### PROBLEM DETAILS
Give back the full set of entries exactly, keeping each line intact.

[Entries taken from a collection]
* * * *

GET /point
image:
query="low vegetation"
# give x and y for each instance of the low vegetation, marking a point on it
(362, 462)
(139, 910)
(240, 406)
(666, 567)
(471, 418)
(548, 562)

* * * *

### TASK RESULT
GET /point
image:
query="low vegetation"
# give x and y for each instance of the low vegetation, marking a point on it
(362, 462)
(139, 910)
(240, 406)
(666, 567)
(471, 418)
(548, 562)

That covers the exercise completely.